◆ **Exercise details**:
Transcribe the listing word for word.
Begin Supplied information
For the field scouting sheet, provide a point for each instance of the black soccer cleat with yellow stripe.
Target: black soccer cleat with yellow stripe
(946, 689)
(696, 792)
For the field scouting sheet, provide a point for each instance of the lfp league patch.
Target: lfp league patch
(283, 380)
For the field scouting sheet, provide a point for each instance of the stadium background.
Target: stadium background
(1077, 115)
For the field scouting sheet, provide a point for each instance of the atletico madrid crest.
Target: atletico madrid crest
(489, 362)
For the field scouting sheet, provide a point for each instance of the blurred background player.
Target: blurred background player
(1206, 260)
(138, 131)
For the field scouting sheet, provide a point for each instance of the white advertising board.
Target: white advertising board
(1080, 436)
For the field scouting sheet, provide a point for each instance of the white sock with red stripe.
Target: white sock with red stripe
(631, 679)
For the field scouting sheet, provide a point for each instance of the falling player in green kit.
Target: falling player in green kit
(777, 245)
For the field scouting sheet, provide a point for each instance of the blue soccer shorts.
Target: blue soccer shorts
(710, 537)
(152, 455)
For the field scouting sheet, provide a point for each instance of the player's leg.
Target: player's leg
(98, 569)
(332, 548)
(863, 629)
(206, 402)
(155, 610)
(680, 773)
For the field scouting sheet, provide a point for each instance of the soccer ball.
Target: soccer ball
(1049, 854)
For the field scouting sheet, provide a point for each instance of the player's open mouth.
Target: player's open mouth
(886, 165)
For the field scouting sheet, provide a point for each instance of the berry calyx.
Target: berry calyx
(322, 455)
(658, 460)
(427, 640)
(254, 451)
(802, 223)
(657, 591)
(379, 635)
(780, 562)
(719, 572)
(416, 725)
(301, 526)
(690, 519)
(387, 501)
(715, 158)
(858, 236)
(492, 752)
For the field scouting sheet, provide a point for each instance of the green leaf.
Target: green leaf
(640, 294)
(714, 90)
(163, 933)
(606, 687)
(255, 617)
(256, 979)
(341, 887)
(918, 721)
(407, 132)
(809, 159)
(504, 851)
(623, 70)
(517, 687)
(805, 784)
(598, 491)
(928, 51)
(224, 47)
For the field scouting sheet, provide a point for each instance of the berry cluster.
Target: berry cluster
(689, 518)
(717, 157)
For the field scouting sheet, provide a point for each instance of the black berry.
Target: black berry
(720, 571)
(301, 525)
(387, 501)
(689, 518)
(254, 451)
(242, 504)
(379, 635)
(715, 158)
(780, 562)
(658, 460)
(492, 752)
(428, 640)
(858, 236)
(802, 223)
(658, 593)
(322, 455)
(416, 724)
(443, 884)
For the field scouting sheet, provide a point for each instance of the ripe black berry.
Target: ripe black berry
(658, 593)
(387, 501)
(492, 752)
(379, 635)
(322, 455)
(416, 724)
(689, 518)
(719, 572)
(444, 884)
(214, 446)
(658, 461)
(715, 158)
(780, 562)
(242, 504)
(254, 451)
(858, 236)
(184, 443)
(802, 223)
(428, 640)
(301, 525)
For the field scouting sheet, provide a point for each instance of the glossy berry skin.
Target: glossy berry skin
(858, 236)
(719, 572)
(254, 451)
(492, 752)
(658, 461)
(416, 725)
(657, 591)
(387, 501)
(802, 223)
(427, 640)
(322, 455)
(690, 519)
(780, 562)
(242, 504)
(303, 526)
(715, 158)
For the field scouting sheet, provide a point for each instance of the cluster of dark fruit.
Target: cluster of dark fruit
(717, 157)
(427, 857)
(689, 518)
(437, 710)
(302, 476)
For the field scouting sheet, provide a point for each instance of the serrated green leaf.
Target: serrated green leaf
End Supplied information
◆ **Response**:
For the field scouting sheet, provide a point for each instance of the black soccer cleat with yellow stripe.
Target: black soccer cleat with yellow stripe
(946, 689)
(696, 792)
For the field scouting sheet, provide a point for each instance of the lfp league patch.
Target: lfp league patch
(283, 380)
For the field scouting sheet, provide a point for each instance of the stadium background.
Target: stadium background
(1077, 115)
For the field scouting sheet, provide a point for each instance of the atletico madrid crest.
Target: atletico madrid crest
(489, 362)
For the field scouting sheet, provide a point for each instance of the blurred background player.
Target: blurred background player
(1206, 260)
(138, 131)
For the field scouting sheet, provide a point for each instance of the white advertising board.
Target: white advertising board
(1080, 436)
For the field scouting sheet, provide a point for each instance of the white sock with red stripe.
Target: white sock with red stripe
(631, 679)
For the field scouting sheet, provide a point for each instance of the falling player in green kit.
Target: falling player in green kit
(777, 245)
For the field scouting sheet, provide a point for each instance of the blue soccer shorts.
Target: blue soccer shorts
(710, 537)
(152, 455)
For the field scouting sheet, provide a point for each instance of the player's leg.
Target: player's leg
(98, 569)
(332, 548)
(863, 629)
(206, 402)
(155, 610)
(680, 773)
For the field scouting sheet, provide a point for each instance of the soccer ball.
Target: soccer ball
(1049, 854)
For the field scouting sheet, provide a point for each instance of the player's open mouth.
Target: player's open mouth
(886, 165)
For the field scouting sheet, provide a point for each instance of the berry calyx.
Target: berry calyx
(322, 455)
(658, 460)
(427, 640)
(254, 451)
(802, 223)
(657, 591)
(379, 635)
(780, 562)
(719, 572)
(416, 725)
(301, 526)
(690, 519)
(387, 501)
(715, 158)
(858, 236)
(492, 752)
For the field scouting sheet, provide a point for each instance of the green leaf.
Target: green leaf
(640, 294)
(714, 90)
(163, 933)
(606, 687)
(255, 617)
(256, 979)
(341, 887)
(918, 721)
(407, 132)
(809, 159)
(504, 851)
(623, 70)
(517, 687)
(805, 784)
(598, 491)
(928, 51)
(224, 47)
For the field scouting sheet, provide a point for each instance of the berry cluster.
Target: berry cluster
(689, 518)
(717, 157)
For the field scouting sheet, provide a point for each instance of the black berry.
Target: black berry
(720, 571)
(301, 525)
(387, 501)
(689, 518)
(254, 451)
(242, 504)
(379, 635)
(715, 158)
(780, 562)
(658, 460)
(492, 752)
(428, 640)
(858, 236)
(802, 223)
(658, 593)
(322, 455)
(416, 724)
(443, 884)
For the field scouting sheet, provide a point for each instance of the ripe black berry.
Target: ripe black berry
(658, 593)
(387, 501)
(492, 752)
(379, 635)
(322, 455)
(416, 724)
(689, 518)
(719, 572)
(444, 884)
(214, 446)
(658, 461)
(715, 158)
(780, 562)
(242, 504)
(254, 451)
(858, 236)
(184, 443)
(802, 223)
(428, 640)
(301, 525)
For the field scouting sheet, provide a point for each instance of the glossy berry skin.
Target: glossy berry skin
(858, 236)
(719, 572)
(254, 451)
(492, 752)
(658, 461)
(416, 725)
(657, 591)
(387, 501)
(802, 223)
(427, 640)
(322, 455)
(690, 519)
(780, 562)
(242, 504)
(303, 526)
(715, 158)
For the field scouting sheet, provide a point for each instance of the cluster of dark fruit.
Target: cluster of dark fruit
(717, 157)
(427, 857)
(689, 518)
(437, 710)
(302, 476)
For the field scouting sheet, provide a point for each instance of the serrated green leaf.
Target: serrated green leaf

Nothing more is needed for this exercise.